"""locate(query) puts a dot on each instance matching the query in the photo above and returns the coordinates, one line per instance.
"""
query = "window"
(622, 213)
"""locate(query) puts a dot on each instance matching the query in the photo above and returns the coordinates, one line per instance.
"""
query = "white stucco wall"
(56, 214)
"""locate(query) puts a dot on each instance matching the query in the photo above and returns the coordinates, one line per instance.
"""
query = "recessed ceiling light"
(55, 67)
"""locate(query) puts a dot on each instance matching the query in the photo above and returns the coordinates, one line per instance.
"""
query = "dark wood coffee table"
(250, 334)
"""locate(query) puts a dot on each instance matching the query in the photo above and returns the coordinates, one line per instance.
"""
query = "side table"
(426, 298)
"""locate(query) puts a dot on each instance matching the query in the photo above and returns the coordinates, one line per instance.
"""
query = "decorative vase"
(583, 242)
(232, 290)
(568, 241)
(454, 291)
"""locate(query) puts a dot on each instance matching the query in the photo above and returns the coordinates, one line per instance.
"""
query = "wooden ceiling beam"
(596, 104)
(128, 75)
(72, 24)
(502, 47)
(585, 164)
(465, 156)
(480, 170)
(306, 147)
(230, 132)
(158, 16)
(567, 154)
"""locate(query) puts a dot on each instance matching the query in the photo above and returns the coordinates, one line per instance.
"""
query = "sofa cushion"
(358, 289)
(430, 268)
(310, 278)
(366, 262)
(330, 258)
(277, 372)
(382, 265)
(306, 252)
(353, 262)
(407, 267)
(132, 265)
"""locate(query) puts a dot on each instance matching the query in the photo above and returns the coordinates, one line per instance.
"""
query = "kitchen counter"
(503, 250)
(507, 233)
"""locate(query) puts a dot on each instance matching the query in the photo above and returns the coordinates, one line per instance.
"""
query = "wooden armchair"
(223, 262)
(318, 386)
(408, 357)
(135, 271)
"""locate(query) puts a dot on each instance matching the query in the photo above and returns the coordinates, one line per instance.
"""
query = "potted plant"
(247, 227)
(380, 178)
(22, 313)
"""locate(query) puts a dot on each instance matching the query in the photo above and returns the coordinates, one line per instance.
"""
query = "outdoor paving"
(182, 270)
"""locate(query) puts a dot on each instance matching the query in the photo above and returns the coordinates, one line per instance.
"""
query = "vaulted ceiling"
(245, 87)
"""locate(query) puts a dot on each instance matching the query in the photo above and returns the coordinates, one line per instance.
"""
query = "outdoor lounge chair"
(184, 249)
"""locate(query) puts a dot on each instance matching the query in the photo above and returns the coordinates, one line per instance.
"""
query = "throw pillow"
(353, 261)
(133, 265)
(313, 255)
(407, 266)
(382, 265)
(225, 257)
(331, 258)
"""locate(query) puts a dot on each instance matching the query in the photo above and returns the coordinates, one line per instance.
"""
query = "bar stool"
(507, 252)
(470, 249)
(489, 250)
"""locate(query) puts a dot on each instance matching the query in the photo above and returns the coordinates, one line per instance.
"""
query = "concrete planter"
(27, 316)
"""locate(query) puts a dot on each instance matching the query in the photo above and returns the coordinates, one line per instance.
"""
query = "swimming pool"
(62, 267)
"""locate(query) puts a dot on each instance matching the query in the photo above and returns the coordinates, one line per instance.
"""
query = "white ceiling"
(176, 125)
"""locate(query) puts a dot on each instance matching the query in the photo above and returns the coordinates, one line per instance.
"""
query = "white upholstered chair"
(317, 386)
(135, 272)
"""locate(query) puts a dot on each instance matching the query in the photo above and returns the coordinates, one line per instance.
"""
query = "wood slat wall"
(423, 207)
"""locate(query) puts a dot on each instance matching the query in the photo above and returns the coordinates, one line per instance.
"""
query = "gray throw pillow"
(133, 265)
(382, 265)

______

**Exercise requirements**. Return every record above exactly as it appears.

**Written response**.
"""locate(query) puts a dot on each instance matching the query in the photo above and returns the coordinates, one line per instance.
"""
query = "window"
(622, 213)
"""locate(query) puts a dot on each instance matching the query in the photo above and returns the coordinates, one line per instance.
"""
query = "white stucco wall"
(56, 214)
"""locate(query) puts a dot on each instance matching the query in the photo above and returns the coordinates, one line per instance.
"""
query = "recessed ceiling light"
(55, 67)
"""locate(query) puts a dot on each instance matching the query in the photo above and returns the coordinates, one line per instance.
"""
query = "dark wood coffee table"
(250, 334)
"""locate(query) puts a dot on each instance matching the query in the photo above and returns the coordinates, one line per instance.
"""
query = "side table"
(426, 298)
"""locate(query) puts a dot on each instance matching the query in the photo above and returns the coordinates, one line per instance.
"""
query = "decorative vase"
(583, 242)
(232, 290)
(568, 241)
(454, 291)
"""locate(query) puts a dot on each instance matching the query in the photo above and returns the coordinates, one line per instance.
"""
query = "wooden ceiling beam"
(596, 104)
(128, 75)
(72, 24)
(502, 47)
(585, 164)
(465, 156)
(480, 170)
(306, 147)
(230, 132)
(158, 16)
(567, 154)
"""locate(query) puts a dot on each instance matching the query in the photo above and returns the coordinates, one line per instance.
"""
query = "sofa cushion"
(358, 289)
(430, 268)
(310, 278)
(366, 262)
(330, 258)
(277, 372)
(382, 265)
(306, 252)
(353, 262)
(407, 267)
(132, 265)
"""locate(query) puts a dot on each instance matching the query in the photo above and returns the coordinates, one line per instance.
"""
query = "kitchen counter"
(503, 250)
(507, 233)
"""locate(query) puts a dot on each instance matching the query in the photo above and returns the coordinates, one line per instance.
"""
query = "wooden armchair"
(223, 262)
(318, 386)
(408, 357)
(135, 271)
"""locate(query) puts a dot on each instance matching the query in the photo above and returns the coordinates, one line per instance.
"""
query = "potted plant"
(247, 227)
(380, 178)
(22, 313)
"""locate(query) puts a dot on each instance matching the query in the photo above and returns the coordinates, one line per instance.
"""
query = "outdoor paving"
(182, 270)
"""locate(query) puts a dot on each instance matching the query in the photo above and returns the coordinates, one line per instance.
"""
query = "vaulted ceiling"
(245, 87)
"""locate(query) puts a dot on each instance matching the query in the photo above and returns the coordinates, one line per instance.
"""
query = "outdoor lounge chair"
(184, 249)
"""locate(query) puts a dot on each instance matching the query in the photo above and returns the coordinates, one line per instance.
"""
query = "throw pillow"
(353, 261)
(133, 265)
(313, 255)
(407, 266)
(382, 265)
(225, 257)
(331, 258)
"""locate(query) puts a dot on each instance matching the query in the photo above and returns the coordinates, one line per instance.
"""
query = "bar stool"
(507, 252)
(470, 249)
(489, 250)
"""locate(query) puts a dot on each instance matching the query in the photo above and returns the coordinates, one line per instance.
"""
query = "concrete planter"
(27, 316)
"""locate(query) puts a dot on each instance matching the query in the photo above and returns the coordinates, one line per instance.
"""
query = "swimming pool"
(62, 267)
"""locate(query) puts a dot on each instance matching the query in the photo above and returns the coordinates, one line per instance.
"""
query = "white ceiling"
(176, 125)
"""locate(query) puts a dot on each instance matching the query in the photo above and returns the coordinates, one line per instance.
"""
query = "white upholstered chair"
(317, 386)
(135, 272)
"""locate(query) puts a dot on each instance matching the query in the photo above and returns the coordinates, one line per instance.
"""
query = "wood slat wall"
(423, 207)
"""locate(query) puts a dot on each instance matching the query in the photo above and returns the coordinates, one line per instance.
"""
query = "gray throw pillow"
(133, 265)
(382, 265)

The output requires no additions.